> TASK REQUIREMENTS:
Which lines of the data contain the string "outline"? Return each of those lines in full.

> DATA LINES:

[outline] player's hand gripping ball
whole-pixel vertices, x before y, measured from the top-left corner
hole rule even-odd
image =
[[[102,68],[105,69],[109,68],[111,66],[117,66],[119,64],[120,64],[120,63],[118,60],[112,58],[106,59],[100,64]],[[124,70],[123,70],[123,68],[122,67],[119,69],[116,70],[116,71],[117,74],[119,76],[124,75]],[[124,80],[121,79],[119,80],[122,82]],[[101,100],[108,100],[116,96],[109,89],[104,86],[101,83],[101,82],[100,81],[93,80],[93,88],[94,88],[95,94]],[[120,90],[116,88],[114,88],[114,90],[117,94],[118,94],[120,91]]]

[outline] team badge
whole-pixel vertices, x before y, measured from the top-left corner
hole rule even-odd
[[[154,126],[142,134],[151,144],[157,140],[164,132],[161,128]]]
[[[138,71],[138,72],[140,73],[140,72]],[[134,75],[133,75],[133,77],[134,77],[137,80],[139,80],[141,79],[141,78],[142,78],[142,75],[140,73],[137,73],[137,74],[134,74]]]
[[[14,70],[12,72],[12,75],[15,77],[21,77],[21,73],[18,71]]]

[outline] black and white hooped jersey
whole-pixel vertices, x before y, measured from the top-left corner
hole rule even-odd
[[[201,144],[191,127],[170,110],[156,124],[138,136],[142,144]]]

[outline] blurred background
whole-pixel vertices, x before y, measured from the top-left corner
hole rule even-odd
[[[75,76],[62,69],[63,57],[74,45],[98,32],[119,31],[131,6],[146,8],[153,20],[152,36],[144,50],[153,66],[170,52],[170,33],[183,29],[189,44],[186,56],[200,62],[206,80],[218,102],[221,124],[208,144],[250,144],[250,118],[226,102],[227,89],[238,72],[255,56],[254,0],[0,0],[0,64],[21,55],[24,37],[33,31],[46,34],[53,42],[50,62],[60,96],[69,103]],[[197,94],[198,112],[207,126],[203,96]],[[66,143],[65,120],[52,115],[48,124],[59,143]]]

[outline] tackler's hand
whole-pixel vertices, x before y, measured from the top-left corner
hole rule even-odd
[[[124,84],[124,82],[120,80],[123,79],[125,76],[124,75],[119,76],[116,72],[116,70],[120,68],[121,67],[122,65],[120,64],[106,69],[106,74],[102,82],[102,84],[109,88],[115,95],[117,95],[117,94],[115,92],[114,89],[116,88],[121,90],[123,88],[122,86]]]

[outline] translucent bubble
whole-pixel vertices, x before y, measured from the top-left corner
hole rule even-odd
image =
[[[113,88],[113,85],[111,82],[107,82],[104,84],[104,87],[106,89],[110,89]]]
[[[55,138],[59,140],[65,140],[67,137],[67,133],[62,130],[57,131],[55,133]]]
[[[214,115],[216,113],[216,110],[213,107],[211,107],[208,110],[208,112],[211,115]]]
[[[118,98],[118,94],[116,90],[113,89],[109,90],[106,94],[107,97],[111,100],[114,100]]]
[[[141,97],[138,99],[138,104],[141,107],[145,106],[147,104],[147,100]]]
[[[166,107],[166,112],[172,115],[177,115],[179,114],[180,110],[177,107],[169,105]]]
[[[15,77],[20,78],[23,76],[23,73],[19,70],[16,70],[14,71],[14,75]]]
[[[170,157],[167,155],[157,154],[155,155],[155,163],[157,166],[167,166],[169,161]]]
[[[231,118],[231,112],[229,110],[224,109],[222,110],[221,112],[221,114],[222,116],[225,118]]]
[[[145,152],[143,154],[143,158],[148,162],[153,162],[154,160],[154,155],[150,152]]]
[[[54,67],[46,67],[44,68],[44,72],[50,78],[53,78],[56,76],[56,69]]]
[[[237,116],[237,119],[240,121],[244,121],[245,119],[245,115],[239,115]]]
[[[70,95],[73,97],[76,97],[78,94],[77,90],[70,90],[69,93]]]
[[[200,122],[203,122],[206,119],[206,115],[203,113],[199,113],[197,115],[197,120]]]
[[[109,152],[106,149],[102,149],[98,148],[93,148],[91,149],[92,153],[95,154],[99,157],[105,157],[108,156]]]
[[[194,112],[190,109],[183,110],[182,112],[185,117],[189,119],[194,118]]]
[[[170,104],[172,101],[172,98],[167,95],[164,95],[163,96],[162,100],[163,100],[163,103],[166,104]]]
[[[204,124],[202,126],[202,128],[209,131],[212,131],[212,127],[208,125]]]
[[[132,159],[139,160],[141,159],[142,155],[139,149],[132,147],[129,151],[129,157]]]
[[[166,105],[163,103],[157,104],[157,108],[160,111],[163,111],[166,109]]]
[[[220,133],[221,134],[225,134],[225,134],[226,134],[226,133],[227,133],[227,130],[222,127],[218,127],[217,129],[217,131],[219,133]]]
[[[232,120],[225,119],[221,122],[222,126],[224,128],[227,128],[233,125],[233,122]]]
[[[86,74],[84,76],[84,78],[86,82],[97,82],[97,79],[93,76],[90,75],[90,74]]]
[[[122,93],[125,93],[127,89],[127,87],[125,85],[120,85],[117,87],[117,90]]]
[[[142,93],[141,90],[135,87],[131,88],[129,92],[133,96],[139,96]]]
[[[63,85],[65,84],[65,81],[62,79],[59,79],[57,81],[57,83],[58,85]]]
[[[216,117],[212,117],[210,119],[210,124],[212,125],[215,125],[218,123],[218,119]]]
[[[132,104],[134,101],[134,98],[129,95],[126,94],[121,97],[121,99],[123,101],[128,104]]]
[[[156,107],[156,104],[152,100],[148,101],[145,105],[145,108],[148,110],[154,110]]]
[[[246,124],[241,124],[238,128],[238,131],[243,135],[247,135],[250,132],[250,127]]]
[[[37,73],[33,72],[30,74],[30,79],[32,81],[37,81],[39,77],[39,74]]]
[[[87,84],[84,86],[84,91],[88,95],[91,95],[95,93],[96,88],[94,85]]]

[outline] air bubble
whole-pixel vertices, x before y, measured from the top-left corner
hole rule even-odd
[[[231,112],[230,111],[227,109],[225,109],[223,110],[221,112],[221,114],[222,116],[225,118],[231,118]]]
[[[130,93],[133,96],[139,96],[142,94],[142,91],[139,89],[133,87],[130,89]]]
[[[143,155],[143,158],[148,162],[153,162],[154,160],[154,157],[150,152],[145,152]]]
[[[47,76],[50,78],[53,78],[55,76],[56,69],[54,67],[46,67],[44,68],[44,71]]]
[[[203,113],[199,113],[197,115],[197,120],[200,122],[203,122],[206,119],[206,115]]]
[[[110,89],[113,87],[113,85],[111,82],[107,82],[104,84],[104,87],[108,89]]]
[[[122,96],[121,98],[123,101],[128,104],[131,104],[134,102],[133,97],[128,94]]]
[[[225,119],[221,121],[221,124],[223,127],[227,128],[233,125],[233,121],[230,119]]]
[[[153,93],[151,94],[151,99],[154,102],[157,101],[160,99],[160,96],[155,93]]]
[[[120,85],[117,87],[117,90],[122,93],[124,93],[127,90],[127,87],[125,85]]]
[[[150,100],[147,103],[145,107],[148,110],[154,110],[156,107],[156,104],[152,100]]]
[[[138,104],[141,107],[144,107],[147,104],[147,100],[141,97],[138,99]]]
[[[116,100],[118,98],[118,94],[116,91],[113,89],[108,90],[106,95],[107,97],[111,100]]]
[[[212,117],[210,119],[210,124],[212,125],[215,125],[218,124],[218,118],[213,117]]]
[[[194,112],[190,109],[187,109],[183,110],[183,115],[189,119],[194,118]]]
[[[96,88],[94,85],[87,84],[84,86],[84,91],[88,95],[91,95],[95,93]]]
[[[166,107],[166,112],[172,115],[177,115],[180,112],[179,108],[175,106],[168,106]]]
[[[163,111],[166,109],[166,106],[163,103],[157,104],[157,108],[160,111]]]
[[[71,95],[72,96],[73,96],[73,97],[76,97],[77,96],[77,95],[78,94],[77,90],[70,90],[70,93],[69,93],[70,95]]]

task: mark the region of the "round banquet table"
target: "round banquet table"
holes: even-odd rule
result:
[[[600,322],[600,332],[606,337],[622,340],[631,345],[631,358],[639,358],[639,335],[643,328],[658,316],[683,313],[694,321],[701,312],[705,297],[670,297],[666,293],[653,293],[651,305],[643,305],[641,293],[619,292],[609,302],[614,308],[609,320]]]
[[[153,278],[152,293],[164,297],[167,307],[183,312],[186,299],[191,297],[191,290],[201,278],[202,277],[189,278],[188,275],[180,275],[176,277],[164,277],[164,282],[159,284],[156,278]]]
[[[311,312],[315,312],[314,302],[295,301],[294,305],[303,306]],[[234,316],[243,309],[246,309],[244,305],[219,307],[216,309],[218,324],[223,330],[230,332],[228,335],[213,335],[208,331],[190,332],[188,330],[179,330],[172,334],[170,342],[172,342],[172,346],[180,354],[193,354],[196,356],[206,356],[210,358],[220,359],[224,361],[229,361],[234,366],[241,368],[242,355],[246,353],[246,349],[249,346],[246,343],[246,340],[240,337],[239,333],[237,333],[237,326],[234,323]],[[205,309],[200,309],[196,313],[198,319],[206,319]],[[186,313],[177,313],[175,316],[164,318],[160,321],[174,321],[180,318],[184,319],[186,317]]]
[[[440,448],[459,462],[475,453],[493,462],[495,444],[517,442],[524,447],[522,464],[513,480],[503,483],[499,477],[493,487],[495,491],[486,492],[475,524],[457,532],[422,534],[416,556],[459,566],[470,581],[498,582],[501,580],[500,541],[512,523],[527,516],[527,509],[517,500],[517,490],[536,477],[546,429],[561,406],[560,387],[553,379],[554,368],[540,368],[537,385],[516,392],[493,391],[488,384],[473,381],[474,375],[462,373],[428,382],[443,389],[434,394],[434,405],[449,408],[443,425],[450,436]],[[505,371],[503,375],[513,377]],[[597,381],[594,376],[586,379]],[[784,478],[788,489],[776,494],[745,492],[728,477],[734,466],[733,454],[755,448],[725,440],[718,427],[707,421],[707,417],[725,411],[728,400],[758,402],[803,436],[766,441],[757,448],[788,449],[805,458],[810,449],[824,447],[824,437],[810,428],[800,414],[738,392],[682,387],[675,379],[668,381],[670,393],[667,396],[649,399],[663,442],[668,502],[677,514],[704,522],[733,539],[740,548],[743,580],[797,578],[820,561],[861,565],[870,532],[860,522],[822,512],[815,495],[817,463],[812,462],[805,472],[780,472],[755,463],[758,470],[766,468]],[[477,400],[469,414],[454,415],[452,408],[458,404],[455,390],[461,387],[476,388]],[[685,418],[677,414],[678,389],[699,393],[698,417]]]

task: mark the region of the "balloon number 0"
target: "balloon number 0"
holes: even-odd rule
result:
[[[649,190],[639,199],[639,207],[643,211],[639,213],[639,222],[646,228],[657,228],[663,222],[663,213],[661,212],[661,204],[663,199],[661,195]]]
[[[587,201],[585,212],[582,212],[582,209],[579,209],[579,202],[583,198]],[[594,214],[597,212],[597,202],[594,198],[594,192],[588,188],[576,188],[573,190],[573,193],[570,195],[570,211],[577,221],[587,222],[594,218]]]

> RIGHT ANSWER:
[outline] player's hand gripping ball
[outline] team badge
[outline] black and white hooped jersey
[outline] blurred background
[outline] tackler's hand
[outline] translucent bubble
[outline] air bubble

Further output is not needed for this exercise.